• Goal:
Transcribe the listing below word for word, keeping every line and character unchanged.

• Data lines:
[Begin]

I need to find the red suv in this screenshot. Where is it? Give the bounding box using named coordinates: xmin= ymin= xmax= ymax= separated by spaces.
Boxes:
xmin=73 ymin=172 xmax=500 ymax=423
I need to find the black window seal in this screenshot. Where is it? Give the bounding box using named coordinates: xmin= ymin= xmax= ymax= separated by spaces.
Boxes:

[End]

• Expected answer:
I need to find the red suv in this screenshot. Where is it? Give the bounding box using named coordinates: xmin= ymin= xmax= ymax= separated by spaces.
Boxes:
xmin=73 ymin=172 xmax=500 ymax=423
I need to find the black window seal in this screenshot. Where is it? Give the bounding box using named coordinates: xmin= ymin= xmax= ymax= separated by spaces.
Boxes:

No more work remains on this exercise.